More damning was the fact that his assistant, Lammert Hartog, swore that Van Maaren had told him fourteen days before the raid that there were Jews in hiding at Prinsengracht. Van Maaren emphatically denied that he’d said any such thing.

Though Van Maaren did eventually admit to stealing from Opekta/Gies & Co., he also accused Miep and Bep of theft. He accused both women of heading up to the Annex after the arrest and, before an inventory could be made by the Germans, grabbing “clothes and papers and a lot of other things to keep for themselves.”7 Van Maaren was a bitter man and turned the accusations against him back onto his accusers.

The investigation was dropped on May 22, 1948. The report concluded that there was no proof of the warehouse manager’s culpability.8 Van Maaren was given a conditional discharge, put under surveillance by the Political Delinquents Surveillance Department for three years, and stripped of his right to vote for ten years.

Van Maaren was outraged at receiving a conditional discharge and appealed. During the hearing, his lawyer argued that the appeal itself was proof of Van Maaren’s innocence. “If the accused had felt even the smallest amount of guilt, he would not have appealed against his conditional discharge, since the restrictions imposed are so slight.”9 On August 13, 1949, a district court dismissed all charges.

## Your task
Pick up the account of the investigation into Van Maaren after its final sentence and keep it going. The material that follows is separate from the account of Van Maaren above.

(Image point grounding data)
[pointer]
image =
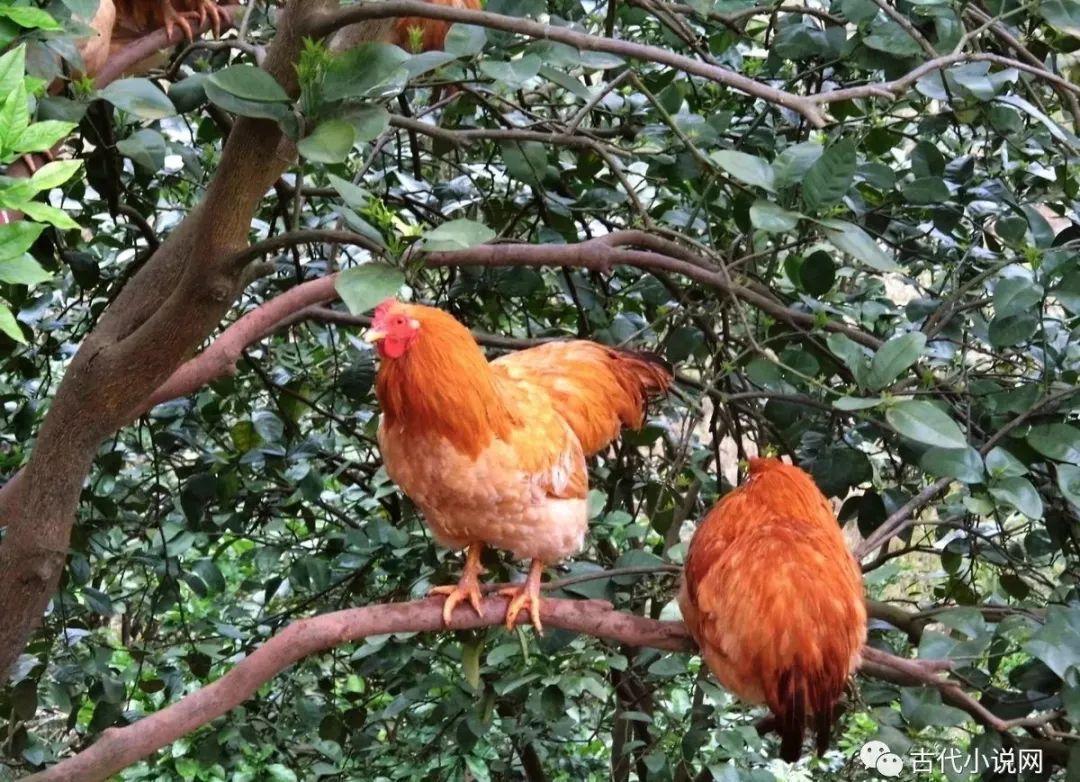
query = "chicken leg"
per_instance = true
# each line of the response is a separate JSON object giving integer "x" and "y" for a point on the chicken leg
{"x": 468, "y": 587}
{"x": 174, "y": 18}
{"x": 526, "y": 596}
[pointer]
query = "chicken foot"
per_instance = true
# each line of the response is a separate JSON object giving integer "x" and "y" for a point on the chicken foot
{"x": 526, "y": 596}
{"x": 467, "y": 588}
{"x": 176, "y": 18}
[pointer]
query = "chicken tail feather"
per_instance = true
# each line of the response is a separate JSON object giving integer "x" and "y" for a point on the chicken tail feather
{"x": 595, "y": 388}
{"x": 791, "y": 710}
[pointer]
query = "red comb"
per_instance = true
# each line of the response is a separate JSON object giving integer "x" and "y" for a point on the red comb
{"x": 383, "y": 307}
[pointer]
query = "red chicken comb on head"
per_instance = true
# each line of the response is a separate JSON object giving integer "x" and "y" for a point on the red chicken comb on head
{"x": 382, "y": 310}
{"x": 764, "y": 463}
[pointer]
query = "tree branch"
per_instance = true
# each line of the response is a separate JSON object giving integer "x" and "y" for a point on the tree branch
{"x": 904, "y": 516}
{"x": 164, "y": 312}
{"x": 138, "y": 50}
{"x": 602, "y": 253}
{"x": 119, "y": 747}
{"x": 327, "y": 22}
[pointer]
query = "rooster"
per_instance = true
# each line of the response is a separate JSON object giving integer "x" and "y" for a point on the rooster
{"x": 774, "y": 601}
{"x": 431, "y": 34}
{"x": 494, "y": 453}
{"x": 138, "y": 17}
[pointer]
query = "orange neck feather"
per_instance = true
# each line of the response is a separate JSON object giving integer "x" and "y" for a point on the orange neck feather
{"x": 443, "y": 385}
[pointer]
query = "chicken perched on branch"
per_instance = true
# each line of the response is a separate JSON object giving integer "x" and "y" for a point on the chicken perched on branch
{"x": 143, "y": 16}
{"x": 494, "y": 454}
{"x": 415, "y": 34}
{"x": 774, "y": 600}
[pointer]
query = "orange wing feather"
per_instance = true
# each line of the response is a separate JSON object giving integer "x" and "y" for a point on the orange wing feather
{"x": 433, "y": 30}
{"x": 494, "y": 453}
{"x": 596, "y": 389}
{"x": 774, "y": 600}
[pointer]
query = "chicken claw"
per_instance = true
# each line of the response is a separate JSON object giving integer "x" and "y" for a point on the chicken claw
{"x": 174, "y": 18}
{"x": 526, "y": 596}
{"x": 468, "y": 588}
{"x": 183, "y": 19}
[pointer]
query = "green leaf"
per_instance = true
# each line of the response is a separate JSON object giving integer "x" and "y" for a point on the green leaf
{"x": 369, "y": 121}
{"x": 139, "y": 97}
{"x": 849, "y": 238}
{"x": 247, "y": 91}
{"x": 352, "y": 194}
{"x": 1062, "y": 14}
{"x": 794, "y": 162}
{"x": 368, "y": 70}
{"x": 1056, "y": 441}
{"x": 1020, "y": 494}
{"x": 456, "y": 234}
{"x": 829, "y": 178}
{"x": 146, "y": 148}
{"x": 9, "y": 325}
{"x": 34, "y": 18}
{"x": 747, "y": 169}
{"x": 14, "y": 115}
{"x": 41, "y": 136}
{"x": 1012, "y": 329}
{"x": 22, "y": 270}
{"x": 247, "y": 82}
{"x": 364, "y": 286}
{"x": 12, "y": 69}
{"x": 513, "y": 73}
{"x": 16, "y": 238}
{"x": 424, "y": 62}
{"x": 525, "y": 160}
{"x": 329, "y": 143}
{"x": 818, "y": 273}
{"x": 925, "y": 422}
{"x": 44, "y": 213}
{"x": 1001, "y": 463}
{"x": 769, "y": 217}
{"x": 1057, "y": 642}
{"x": 964, "y": 464}
{"x": 1068, "y": 482}
{"x": 894, "y": 356}
{"x": 464, "y": 40}
{"x": 1015, "y": 295}
{"x": 278, "y": 772}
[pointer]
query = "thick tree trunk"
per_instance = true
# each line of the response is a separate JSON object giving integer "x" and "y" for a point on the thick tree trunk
{"x": 159, "y": 319}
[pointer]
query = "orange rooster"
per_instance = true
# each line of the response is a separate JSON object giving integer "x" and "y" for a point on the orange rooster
{"x": 136, "y": 17}
{"x": 774, "y": 600}
{"x": 494, "y": 454}
{"x": 432, "y": 32}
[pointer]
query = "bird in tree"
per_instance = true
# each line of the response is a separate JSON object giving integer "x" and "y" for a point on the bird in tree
{"x": 415, "y": 34}
{"x": 774, "y": 600}
{"x": 494, "y": 453}
{"x": 142, "y": 16}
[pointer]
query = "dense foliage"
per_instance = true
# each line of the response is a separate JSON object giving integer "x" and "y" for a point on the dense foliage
{"x": 917, "y": 258}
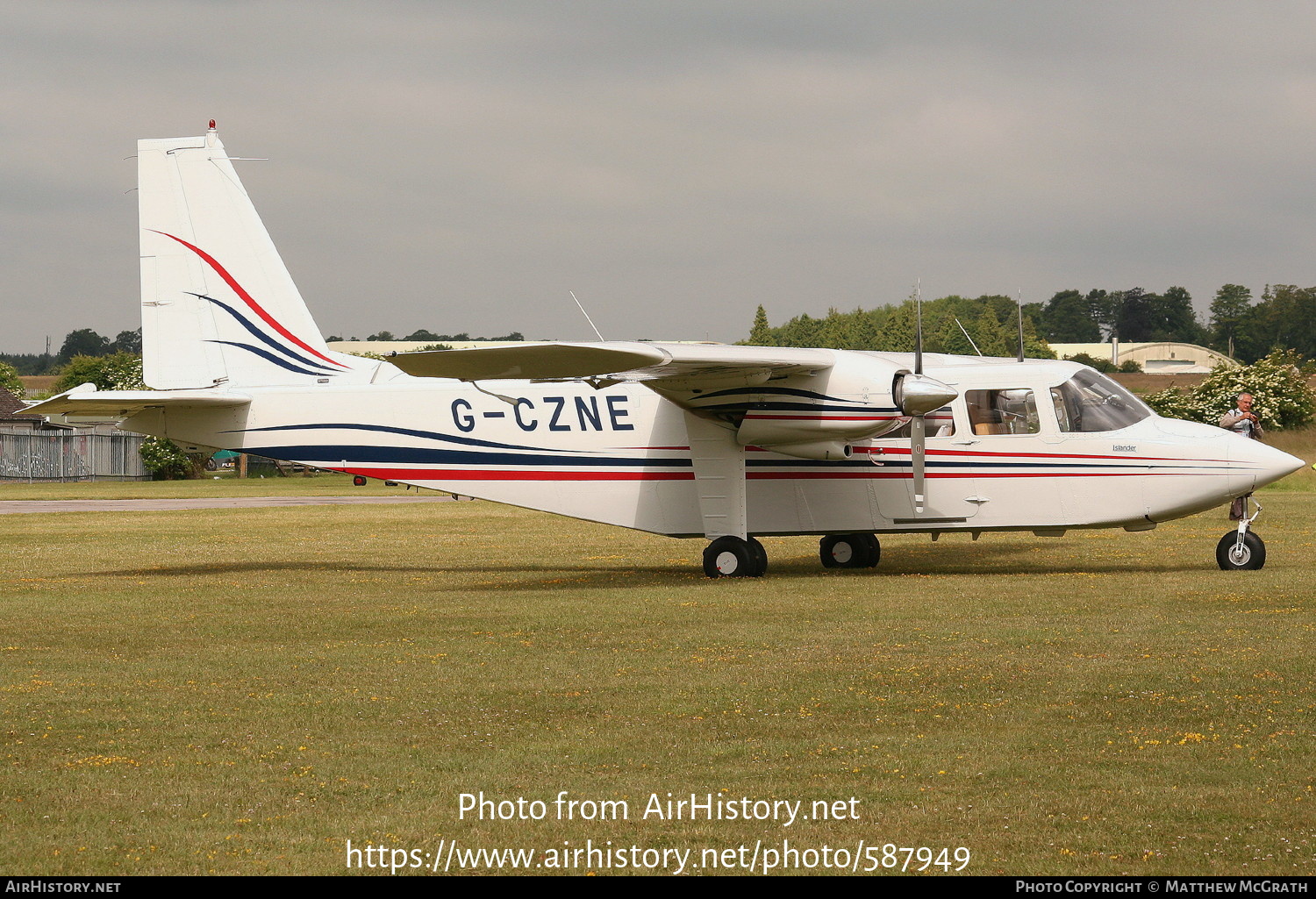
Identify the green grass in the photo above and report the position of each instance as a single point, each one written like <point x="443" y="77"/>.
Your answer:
<point x="242" y="691"/>
<point x="211" y="486"/>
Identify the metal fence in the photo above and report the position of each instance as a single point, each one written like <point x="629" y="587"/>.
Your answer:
<point x="71" y="456"/>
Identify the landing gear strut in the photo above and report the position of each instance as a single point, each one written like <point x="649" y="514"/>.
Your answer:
<point x="1242" y="549"/>
<point x="849" y="552"/>
<point x="732" y="557"/>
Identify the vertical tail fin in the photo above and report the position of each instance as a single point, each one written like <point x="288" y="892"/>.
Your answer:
<point x="218" y="302"/>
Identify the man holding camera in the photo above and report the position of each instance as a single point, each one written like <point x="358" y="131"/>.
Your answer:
<point x="1244" y="421"/>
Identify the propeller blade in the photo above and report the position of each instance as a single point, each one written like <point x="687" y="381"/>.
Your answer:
<point x="916" y="449"/>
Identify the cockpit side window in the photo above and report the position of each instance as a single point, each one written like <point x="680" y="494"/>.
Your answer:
<point x="1003" y="410"/>
<point x="1091" y="403"/>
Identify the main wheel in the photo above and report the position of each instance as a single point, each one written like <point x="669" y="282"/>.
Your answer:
<point x="849" y="551"/>
<point x="732" y="557"/>
<point x="1234" y="557"/>
<point x="760" y="557"/>
<point x="871" y="551"/>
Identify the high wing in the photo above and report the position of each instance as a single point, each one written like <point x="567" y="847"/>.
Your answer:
<point x="86" y="399"/>
<point x="662" y="366"/>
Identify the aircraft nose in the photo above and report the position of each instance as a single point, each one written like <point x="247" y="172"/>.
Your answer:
<point x="1252" y="461"/>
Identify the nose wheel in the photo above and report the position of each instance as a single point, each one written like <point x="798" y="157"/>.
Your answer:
<point x="1242" y="549"/>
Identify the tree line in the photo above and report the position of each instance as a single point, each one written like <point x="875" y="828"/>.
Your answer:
<point x="1284" y="318"/>
<point x="84" y="341"/>
<point x="429" y="337"/>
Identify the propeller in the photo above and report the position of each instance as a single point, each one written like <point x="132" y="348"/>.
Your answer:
<point x="918" y="395"/>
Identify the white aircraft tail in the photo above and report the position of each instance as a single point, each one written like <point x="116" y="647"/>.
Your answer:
<point x="218" y="305"/>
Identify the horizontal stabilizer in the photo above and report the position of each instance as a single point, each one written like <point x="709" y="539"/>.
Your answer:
<point x="620" y="360"/>
<point x="533" y="360"/>
<point x="86" y="399"/>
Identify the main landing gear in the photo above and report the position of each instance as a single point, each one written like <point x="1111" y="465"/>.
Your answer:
<point x="1242" y="549"/>
<point x="732" y="557"/>
<point x="849" y="552"/>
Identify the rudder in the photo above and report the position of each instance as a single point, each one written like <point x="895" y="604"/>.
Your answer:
<point x="218" y="307"/>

## Answer to this task
Van Maaren likely thought that that was the end of his ordeal, but fifteen years later the matter of who betrayed the people in hiding at Prinsengracht 263 would resurface and he would again find himself the prime suspect. Everyone on the Cold Case Team thought that the first investigation of Van Maaren had been perfunctory; the official report was only nine pages long. At that point, they began to collect all information relevant to the second investigation in 1963–1964, hoping that it might have had a broader focus and delved more deeply into what had precipitated the raid.





28


“Just Go to Your Jews!”


The Cold Case Team found no conclusive evidence that the betrayer of Anne Frank was someone in the neighborhood, but their investigation turned up disconcerting evidence with regard to a closer circle, the helpers. The team had become emotionally attached to the helpers, but, as Vince put it, it was necessary to remain objective to protect the integrity of the investigation. Through the Mapping Project, they learned that the next-door neighbor of Johannes Kleiman was not only a fervent NSB member but also an employee at the SD office on Euterpestraat. Both Kleiman’s wife and his brother knew about the hiders, and it seems that their daughter, Corrie, also deduced from a casual remark by her father that the Franks were still in Amsterdam, though she probably didn’t know they were hiding in the Annex.1 The team also discovered that the adoptive brother of Miep, as well as Kugler’s brother-in-law, had been accused of collaboration. Could an unintentional remark by any of them have given the hiders away?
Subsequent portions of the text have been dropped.